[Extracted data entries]
**********
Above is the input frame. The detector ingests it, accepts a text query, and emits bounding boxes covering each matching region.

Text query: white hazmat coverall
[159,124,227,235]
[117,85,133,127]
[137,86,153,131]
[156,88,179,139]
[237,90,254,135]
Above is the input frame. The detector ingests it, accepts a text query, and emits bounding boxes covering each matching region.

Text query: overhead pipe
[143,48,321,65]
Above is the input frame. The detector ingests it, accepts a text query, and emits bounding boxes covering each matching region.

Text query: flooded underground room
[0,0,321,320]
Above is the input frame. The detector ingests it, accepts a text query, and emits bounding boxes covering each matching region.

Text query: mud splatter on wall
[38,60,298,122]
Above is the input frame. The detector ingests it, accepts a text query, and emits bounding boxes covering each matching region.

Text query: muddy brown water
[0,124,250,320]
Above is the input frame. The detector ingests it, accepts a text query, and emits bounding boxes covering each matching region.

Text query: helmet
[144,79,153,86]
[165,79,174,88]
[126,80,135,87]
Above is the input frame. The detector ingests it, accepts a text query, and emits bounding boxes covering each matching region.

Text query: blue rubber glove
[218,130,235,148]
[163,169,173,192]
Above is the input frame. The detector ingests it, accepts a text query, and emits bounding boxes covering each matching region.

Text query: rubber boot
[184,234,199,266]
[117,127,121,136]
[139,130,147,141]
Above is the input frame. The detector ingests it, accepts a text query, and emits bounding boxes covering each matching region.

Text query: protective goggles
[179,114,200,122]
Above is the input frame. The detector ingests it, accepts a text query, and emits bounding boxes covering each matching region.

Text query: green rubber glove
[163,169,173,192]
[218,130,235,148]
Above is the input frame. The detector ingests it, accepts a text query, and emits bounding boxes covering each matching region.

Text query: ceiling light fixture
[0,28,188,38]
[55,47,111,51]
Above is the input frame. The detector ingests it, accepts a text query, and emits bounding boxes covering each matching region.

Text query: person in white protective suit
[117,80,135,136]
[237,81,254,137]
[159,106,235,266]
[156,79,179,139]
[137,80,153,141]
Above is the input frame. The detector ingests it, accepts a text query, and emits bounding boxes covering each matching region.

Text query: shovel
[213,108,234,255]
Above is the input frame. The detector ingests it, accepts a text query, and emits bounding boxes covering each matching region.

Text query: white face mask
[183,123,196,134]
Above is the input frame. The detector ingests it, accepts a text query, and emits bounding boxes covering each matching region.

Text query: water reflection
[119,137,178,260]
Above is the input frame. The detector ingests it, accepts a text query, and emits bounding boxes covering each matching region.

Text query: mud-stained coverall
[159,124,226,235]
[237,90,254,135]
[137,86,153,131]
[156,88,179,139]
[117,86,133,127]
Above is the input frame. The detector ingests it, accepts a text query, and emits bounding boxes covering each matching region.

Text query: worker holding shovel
**********
[OBJECTIVE] Set down every line of the entries above again, without altering a single character.

[OUTPUT FOR THIS EXERCISE]
Above is the input frame. The detector ingests it, accepts a text query, and emits bounding boxes covering each matching region.

Text query: white hazmat coverall
[159,124,227,235]
[117,85,133,127]
[137,86,153,131]
[156,88,179,139]
[237,90,254,135]
Above is the input frame. The detector ingests it, accepts a text query, and emits bounding boxes covering each matching region.

Text query: overhead pipe
[143,48,321,65]
Above is the input frame. The detector ingests it, accepts a text query, and emits bounding boxes covering each matching region.

Text query: flooded underground room
[0,0,321,320]
Above is the input frame. The detector ingests it, accepts a text query, and emits bounding boxes covering each matching region.

Text query: mud splatter on wall
[38,60,298,122]
Above is the input frame. The detector ingests it, accepts a text query, and emits bounding boxes covering each matching region.

Text query: muddy brown water
[0,124,250,320]
Above is the input frame. The detector ingests it, accepts a text query, and emits bounding boxes covering each matching region.

Text query: helmet
[144,79,153,86]
[165,79,174,88]
[126,80,135,87]
Above is the input frame. The detector ingests it, accepts a text query, and emits bounding boxes covering each matching region.

Text query: blue rubber glove
[218,130,235,148]
[163,169,173,192]
Above is the input frame. The detector ingests it, accepts a text query, and emits bounding boxes covering each matching region.

Text query: rubber boot
[184,234,199,266]
[117,127,121,136]
[139,130,147,141]
Above is the input frame. The detector ingests it, accepts a text query, and emits bounding boxes covering each matching region.

Text query: protective goggles
[179,114,200,122]
Above is the input frame. The detector ingests it, accepts a text query, and emits bounding boxes covering each matching region.

Text query: green rubber glove
[163,169,173,192]
[218,130,235,148]
Above is the input frame. The detector ingests it, accepts a text query, and emits bounding boxes covering each matching region.

Text query: ceiling light fixture
[0,28,188,38]
[55,47,111,51]
Above is the input frame. The detector ingests it, accepts a text query, and emits bounding boxes covering each matching region.

Text query: person in white protective suit
[117,80,135,136]
[237,81,254,137]
[159,106,235,266]
[156,79,179,139]
[137,80,153,141]
Above is the input frame. The detector ingests it, accepts a text query, and emits bounding boxes covering each matching region.

Text query: shovel
[213,108,234,255]
Above is the input frame. The detector ingests it, accepts a text query, and emits bounding boxes covering each matching region.

Text query: white face mask
[183,123,196,134]
Above is the input frame. The detector ingests it, accepts a text query, and emits bounding boxes covering each matching region.

Text query: water reflection
[119,137,178,260]
Above is the input frame. The detector ingests it, accepts a text query, and emits bounding boxes covering each matching region.

Text query: mud-stained coverall
[159,124,226,235]
[237,90,254,135]
[137,86,153,131]
[156,88,179,139]
[117,86,133,127]
Above is the input frame. The detector ingests it, accepts a text query, and emits bounding boxes covering each matching region.

Text query: worker holding shovel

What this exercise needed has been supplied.